Segment Open

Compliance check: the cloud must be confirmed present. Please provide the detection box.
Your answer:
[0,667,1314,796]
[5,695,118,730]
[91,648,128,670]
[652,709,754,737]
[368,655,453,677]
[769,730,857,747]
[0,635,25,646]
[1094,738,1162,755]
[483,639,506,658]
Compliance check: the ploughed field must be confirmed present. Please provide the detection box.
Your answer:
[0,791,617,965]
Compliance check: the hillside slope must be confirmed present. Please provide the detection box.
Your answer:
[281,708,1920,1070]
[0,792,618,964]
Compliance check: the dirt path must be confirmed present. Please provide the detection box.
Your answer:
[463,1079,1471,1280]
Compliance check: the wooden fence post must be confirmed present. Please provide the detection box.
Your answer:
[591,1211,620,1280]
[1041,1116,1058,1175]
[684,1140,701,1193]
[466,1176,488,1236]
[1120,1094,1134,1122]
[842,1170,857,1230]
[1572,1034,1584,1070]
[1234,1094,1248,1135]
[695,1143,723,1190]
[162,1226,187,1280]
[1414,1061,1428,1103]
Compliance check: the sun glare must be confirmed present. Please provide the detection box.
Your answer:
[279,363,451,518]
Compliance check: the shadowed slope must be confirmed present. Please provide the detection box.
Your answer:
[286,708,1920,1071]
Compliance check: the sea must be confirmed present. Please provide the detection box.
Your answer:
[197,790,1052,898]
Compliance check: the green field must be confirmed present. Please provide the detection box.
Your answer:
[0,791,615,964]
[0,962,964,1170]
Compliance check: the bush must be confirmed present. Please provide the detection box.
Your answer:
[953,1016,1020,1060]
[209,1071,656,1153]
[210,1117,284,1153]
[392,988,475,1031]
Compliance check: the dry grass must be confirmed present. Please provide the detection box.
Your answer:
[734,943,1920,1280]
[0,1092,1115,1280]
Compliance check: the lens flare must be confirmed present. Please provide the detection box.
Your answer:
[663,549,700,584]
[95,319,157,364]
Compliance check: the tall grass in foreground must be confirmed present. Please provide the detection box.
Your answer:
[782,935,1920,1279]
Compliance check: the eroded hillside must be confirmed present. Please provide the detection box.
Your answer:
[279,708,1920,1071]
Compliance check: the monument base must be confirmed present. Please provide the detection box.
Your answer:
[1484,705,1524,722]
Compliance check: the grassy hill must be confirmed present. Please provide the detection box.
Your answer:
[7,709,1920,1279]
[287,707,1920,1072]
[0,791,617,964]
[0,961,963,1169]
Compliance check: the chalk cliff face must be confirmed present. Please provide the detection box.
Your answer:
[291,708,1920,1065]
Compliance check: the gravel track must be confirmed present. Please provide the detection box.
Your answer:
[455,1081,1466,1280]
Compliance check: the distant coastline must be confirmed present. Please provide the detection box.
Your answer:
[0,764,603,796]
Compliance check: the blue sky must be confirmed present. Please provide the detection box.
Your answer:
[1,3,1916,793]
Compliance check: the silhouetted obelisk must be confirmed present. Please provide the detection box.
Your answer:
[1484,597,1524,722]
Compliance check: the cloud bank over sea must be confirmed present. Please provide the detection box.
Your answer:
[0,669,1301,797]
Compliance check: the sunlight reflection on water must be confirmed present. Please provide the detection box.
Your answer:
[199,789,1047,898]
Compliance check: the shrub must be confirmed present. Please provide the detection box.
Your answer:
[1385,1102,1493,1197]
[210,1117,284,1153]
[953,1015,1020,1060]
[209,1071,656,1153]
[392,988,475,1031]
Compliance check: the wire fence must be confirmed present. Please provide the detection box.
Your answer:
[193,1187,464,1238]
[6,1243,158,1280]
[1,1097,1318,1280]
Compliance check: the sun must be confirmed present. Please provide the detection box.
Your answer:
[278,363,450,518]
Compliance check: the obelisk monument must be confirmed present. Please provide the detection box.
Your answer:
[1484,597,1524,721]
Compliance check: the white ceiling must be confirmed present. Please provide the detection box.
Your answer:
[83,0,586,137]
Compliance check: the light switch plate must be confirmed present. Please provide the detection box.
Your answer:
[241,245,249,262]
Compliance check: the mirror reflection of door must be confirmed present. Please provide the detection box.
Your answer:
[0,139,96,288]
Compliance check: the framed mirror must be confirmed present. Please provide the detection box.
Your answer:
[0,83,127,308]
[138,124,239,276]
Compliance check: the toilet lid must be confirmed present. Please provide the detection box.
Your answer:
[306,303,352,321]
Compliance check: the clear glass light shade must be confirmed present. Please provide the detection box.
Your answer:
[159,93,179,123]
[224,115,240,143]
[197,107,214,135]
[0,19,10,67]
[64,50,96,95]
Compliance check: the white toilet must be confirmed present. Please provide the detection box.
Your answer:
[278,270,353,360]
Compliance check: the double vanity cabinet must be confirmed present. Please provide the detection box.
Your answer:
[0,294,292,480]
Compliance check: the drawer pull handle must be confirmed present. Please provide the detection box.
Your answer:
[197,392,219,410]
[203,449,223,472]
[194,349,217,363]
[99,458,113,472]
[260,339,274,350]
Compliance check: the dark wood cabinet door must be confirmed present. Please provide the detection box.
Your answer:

Segment Closed

--- WORK REQUEST ---
Tell me how many lines of the records include the word "field", replying with the number alone.

--- TASK OUTPUT ---
2